ABOUT THIS EXERCISE
Print exactly the lines starting at the one that contains "For each instance of the poster" and ending at the last line of the listing below.

EXERCISE INPUTS
++++

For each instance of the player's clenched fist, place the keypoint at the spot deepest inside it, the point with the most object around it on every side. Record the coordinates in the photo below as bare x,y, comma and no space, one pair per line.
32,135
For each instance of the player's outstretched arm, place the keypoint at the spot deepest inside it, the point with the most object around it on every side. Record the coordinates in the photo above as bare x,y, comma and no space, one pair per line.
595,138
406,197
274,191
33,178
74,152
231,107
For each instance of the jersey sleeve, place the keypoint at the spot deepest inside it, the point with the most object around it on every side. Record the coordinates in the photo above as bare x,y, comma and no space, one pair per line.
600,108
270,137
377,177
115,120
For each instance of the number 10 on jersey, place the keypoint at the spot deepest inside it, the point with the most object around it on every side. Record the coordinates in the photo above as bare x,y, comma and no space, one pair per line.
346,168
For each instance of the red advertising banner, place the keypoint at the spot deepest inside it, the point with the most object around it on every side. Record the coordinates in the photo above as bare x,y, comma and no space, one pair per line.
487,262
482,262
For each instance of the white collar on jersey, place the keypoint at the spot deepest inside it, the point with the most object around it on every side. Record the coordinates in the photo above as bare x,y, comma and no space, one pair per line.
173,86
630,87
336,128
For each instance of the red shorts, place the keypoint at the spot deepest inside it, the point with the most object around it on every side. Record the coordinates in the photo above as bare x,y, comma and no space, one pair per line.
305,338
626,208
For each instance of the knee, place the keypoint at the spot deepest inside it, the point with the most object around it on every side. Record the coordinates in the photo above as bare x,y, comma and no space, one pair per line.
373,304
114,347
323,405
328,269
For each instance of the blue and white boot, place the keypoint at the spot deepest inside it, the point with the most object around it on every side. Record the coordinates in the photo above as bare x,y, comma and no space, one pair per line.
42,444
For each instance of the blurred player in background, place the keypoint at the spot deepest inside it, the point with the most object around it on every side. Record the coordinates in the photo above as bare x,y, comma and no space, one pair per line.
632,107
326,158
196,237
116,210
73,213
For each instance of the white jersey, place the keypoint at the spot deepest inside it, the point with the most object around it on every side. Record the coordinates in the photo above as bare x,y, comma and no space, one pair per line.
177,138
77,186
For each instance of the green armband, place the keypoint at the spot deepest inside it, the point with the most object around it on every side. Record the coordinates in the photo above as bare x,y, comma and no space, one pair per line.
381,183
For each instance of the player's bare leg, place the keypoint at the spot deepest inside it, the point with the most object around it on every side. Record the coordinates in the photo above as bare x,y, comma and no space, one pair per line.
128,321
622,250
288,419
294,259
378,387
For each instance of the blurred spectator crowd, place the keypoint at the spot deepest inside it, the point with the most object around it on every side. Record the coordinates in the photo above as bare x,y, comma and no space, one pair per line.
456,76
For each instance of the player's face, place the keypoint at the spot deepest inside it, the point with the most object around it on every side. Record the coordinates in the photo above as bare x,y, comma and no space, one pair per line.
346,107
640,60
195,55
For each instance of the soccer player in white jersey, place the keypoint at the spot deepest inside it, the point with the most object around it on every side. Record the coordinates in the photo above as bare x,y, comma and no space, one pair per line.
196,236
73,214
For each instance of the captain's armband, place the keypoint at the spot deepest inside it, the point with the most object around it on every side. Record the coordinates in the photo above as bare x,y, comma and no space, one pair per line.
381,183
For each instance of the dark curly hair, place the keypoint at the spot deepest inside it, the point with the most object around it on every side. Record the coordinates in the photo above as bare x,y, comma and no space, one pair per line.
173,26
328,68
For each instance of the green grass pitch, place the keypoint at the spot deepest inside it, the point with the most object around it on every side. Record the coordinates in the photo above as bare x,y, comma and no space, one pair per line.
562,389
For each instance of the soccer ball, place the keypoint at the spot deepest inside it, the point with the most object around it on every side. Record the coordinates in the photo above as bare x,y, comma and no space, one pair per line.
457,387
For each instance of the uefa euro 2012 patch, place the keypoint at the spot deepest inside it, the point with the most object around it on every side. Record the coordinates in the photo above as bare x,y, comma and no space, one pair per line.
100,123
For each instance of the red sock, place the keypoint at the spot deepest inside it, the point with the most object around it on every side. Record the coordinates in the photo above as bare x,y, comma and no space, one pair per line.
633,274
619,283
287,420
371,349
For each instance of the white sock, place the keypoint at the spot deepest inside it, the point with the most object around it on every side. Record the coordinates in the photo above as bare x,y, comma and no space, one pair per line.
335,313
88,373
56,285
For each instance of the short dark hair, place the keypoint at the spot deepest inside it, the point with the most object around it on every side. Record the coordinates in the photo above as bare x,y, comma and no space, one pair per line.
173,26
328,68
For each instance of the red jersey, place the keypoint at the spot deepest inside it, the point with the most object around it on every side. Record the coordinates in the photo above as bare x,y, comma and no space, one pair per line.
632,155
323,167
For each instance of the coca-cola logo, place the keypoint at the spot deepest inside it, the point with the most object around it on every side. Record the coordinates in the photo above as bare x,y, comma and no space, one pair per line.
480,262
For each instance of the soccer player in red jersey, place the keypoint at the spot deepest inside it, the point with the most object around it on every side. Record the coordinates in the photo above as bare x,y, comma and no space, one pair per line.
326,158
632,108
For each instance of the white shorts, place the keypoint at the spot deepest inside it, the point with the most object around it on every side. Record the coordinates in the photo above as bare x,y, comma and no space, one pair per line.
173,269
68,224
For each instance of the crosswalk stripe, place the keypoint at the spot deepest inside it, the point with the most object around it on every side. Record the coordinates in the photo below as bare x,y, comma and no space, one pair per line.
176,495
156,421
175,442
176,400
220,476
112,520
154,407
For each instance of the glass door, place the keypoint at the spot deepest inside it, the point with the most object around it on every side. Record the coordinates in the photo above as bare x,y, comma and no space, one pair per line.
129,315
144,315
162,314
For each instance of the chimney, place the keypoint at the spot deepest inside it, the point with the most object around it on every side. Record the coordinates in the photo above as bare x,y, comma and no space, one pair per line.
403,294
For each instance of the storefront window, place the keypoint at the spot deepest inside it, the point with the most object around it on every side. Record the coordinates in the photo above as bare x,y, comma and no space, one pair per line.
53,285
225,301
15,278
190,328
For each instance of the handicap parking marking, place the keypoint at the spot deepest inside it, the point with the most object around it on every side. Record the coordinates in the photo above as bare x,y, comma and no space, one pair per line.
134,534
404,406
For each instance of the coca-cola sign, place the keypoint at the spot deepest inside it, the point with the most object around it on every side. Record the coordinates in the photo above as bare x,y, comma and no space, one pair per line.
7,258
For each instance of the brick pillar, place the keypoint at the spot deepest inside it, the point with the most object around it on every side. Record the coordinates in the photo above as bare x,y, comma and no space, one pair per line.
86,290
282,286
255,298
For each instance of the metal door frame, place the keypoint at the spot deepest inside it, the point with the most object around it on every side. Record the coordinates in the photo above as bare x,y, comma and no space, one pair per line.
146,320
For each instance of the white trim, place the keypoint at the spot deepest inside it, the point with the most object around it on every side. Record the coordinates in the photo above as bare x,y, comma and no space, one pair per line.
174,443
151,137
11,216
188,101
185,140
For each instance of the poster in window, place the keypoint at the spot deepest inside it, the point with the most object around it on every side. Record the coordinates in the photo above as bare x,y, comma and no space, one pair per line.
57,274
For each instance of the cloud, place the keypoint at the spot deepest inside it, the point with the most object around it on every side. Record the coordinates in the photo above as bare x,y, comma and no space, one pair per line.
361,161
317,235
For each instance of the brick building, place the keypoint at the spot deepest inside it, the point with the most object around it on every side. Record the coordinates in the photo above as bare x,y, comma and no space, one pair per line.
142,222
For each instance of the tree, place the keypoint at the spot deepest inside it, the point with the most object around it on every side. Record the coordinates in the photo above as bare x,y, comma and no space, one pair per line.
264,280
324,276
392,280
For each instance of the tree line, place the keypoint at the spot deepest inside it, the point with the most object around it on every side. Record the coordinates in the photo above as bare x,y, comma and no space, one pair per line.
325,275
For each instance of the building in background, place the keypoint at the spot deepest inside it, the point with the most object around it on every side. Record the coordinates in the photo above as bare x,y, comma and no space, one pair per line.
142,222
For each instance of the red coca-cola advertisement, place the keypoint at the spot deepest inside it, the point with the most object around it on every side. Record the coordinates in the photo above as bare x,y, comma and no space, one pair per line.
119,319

++++

WORKED SOLUTION
For each instance of the poster in window, place the keypoint at the spot deepest inside it, the point with the most object around it on every side. Record the coordinates in the photo above as bare x,y, comma and no space, one pair per line.
57,274
For each instance of the cloud, place the keypoint at the spot deepest inside it, the point with the most object around it on every side. Record the coordinates in the photo above as bare x,y, comma and no space, one pair per line.
361,161
317,235
For each instance of the brick building, place the keypoint at the spot deepest inside it, the point with the most object around it on every side. Record the coordinates in the photo above as bare x,y, comma and no space, one pair per line.
142,222
For each instance of the tree, place the keypoint at the spot deepest inside it, the point with the most object around it on every side. Record the coordinates in the photo above as bare x,y, comma and no space, one pair per line.
264,280
324,276
392,280
For each instance of the tree line, place the keypoint at the spot deepest inside it, the point with the most object around it on every side. Record the coordinates in the photo above as bare x,y, comma and no space, one pair per line.
325,275
For each instance of the building in background, place the keypoint at the spot deepest inside it, the point with the most object around it on every side. Record the coordinates in the photo above as bare x,y, comma and no space, one pair per line.
142,222
For each instance of the red coca-cola advertisement, place the keypoint at the spot deepest inside it, the point with the most object around it on every side. Record the coordinates in the photo above as bare x,y, comma and no space, one pair per line.
119,319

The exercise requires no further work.